**Record set**.
━━━━━━━━━━━━━━━━━━━━

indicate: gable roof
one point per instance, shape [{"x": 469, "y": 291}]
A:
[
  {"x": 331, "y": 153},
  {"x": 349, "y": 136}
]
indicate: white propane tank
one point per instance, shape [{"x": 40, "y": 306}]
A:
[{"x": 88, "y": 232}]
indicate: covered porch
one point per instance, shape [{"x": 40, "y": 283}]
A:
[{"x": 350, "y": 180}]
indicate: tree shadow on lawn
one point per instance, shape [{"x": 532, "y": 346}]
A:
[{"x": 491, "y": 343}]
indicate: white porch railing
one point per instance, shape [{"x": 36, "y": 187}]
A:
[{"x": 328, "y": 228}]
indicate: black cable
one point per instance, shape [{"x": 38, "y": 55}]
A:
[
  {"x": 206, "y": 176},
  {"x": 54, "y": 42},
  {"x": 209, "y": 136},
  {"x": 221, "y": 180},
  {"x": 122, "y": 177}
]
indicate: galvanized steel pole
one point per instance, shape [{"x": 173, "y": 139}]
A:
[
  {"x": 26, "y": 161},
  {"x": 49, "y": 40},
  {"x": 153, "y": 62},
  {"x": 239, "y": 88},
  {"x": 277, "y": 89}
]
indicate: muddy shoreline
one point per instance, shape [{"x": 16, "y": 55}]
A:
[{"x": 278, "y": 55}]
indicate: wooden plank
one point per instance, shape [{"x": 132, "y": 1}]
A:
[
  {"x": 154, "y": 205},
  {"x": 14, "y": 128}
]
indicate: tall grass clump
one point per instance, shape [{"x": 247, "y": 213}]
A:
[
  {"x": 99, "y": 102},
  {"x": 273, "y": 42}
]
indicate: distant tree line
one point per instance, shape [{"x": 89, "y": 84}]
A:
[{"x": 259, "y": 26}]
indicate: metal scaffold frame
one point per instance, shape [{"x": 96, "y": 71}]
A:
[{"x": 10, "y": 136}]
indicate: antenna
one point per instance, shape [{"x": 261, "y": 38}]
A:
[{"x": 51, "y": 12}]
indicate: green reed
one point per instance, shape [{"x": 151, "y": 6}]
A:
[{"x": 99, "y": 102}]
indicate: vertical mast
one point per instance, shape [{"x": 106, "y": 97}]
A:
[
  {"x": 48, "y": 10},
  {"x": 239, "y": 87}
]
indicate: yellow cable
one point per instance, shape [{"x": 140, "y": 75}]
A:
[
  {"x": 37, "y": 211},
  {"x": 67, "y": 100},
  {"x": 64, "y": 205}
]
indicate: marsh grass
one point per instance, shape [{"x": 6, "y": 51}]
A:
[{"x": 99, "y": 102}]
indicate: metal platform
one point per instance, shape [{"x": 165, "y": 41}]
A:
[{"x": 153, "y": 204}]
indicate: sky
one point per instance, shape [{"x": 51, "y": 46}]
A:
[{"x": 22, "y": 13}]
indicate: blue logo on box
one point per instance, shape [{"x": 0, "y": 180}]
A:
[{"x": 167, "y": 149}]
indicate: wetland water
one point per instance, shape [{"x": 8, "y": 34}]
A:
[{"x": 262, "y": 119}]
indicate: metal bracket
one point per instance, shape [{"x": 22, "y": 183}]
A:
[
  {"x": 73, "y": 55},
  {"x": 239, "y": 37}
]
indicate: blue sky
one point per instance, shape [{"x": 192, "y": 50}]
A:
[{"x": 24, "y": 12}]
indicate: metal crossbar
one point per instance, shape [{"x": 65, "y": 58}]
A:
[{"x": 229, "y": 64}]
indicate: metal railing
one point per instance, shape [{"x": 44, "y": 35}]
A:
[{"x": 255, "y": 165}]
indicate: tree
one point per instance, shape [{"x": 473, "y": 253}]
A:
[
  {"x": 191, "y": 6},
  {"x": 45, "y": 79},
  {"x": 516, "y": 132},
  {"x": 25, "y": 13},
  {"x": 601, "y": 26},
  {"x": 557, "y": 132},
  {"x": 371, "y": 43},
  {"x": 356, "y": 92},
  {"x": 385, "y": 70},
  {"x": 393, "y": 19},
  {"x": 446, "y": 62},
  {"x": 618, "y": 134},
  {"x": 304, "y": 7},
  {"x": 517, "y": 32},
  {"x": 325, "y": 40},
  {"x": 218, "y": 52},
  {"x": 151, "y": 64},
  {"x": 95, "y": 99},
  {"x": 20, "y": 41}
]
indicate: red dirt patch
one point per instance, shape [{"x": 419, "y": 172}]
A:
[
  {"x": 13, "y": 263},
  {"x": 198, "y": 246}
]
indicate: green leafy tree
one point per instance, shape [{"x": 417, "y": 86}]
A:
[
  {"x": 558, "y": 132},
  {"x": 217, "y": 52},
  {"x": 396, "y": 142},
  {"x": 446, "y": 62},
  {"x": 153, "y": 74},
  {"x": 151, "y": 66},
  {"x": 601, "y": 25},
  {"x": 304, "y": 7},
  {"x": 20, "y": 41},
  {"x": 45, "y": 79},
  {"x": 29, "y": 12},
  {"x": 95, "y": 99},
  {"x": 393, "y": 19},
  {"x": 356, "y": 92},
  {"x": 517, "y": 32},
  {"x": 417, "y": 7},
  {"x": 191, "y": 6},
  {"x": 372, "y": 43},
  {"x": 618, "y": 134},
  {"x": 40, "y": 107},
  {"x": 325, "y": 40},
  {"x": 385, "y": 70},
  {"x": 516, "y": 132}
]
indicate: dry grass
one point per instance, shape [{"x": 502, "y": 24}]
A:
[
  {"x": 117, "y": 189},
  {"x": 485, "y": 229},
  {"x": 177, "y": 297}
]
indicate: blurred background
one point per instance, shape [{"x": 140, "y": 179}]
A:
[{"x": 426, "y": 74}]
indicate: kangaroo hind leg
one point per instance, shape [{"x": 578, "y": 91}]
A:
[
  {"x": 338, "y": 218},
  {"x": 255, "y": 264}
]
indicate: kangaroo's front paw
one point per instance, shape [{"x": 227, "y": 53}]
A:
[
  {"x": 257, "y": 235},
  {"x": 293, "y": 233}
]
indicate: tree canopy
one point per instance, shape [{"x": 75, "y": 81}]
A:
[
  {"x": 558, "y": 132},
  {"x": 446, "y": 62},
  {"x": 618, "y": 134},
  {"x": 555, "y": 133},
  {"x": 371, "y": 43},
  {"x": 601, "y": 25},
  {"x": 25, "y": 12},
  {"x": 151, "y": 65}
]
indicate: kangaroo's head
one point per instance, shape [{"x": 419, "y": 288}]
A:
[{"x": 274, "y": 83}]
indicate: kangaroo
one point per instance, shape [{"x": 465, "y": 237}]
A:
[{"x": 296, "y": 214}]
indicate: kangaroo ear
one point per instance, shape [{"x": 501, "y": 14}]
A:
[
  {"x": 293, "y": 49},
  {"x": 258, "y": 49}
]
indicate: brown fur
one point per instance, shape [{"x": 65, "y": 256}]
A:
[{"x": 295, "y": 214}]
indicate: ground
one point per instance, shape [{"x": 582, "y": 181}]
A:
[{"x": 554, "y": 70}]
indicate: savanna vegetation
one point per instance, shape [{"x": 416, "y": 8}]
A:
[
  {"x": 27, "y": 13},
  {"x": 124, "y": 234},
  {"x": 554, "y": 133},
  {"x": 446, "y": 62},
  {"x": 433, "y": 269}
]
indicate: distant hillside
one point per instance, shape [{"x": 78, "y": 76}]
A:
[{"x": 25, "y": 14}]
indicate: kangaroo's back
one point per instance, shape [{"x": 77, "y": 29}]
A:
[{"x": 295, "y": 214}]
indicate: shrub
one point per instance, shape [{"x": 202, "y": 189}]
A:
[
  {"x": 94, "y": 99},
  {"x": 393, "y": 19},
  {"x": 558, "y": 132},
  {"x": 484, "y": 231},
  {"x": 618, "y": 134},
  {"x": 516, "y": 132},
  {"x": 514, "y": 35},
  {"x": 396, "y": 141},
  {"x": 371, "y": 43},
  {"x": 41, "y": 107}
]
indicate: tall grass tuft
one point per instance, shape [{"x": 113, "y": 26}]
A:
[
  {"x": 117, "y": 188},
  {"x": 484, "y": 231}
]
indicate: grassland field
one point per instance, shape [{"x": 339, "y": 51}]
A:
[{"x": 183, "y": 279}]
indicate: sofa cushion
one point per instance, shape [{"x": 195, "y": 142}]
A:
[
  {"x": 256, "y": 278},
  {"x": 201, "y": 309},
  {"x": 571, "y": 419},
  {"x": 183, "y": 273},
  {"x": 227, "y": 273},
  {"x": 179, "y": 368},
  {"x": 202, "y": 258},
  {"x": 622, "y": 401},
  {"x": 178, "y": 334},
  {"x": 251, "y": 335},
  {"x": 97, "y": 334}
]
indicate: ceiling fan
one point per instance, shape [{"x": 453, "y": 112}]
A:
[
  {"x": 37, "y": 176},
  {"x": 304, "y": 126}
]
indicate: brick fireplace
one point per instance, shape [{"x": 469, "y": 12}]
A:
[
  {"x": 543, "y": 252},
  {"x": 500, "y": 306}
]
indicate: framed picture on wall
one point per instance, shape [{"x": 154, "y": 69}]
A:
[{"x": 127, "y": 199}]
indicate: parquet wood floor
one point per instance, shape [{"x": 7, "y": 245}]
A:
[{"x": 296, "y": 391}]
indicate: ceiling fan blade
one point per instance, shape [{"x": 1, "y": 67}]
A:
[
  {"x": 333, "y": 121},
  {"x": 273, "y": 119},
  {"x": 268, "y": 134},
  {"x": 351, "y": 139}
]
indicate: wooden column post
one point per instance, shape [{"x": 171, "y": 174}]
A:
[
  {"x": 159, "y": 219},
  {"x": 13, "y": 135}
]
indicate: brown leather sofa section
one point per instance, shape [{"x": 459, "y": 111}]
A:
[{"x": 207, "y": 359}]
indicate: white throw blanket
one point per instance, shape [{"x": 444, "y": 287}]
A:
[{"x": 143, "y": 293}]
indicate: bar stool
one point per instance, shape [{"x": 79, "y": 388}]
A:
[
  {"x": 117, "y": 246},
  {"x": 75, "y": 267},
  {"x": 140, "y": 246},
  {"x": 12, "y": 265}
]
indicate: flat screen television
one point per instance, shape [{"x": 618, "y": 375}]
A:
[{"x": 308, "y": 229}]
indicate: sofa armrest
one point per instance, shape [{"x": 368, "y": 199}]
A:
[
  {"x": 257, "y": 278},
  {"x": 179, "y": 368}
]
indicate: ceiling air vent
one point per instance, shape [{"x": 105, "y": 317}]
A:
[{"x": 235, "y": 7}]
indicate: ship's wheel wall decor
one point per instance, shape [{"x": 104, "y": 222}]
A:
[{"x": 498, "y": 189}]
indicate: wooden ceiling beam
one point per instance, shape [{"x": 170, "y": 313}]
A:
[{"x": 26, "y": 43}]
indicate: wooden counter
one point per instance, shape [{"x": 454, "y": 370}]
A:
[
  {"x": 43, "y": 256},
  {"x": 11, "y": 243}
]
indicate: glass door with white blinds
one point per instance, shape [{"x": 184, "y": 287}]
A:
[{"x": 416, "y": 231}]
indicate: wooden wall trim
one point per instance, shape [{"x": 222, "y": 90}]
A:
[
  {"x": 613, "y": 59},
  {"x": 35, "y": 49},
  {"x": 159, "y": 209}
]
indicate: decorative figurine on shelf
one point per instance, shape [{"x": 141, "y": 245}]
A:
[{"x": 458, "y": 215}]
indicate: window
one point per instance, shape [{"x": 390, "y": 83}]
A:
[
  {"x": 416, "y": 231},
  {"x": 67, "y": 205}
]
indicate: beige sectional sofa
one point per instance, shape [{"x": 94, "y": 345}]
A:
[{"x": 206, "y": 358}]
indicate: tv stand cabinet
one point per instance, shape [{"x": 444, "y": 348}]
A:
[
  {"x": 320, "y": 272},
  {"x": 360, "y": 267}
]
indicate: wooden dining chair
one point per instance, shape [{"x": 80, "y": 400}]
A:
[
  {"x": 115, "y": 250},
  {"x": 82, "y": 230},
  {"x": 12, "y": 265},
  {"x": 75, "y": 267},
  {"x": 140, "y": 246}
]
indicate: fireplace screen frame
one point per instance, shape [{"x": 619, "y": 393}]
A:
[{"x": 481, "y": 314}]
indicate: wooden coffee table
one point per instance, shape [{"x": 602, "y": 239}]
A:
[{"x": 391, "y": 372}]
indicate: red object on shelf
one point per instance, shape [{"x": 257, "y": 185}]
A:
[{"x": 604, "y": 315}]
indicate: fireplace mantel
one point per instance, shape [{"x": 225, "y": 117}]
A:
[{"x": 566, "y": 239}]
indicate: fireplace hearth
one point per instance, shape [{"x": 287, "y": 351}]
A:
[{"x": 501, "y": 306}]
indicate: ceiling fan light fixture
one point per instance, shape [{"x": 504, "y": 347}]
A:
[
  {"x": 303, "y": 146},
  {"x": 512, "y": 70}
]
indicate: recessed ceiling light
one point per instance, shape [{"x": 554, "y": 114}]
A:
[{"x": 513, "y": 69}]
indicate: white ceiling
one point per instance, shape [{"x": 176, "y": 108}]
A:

━━━━━━━━━━━━━━━━━━━━

**About this exercise**.
Copy all lines of the listing above that contain the string "porch".

**Task solution**.
indicate: covered porch
indicate: white porch railing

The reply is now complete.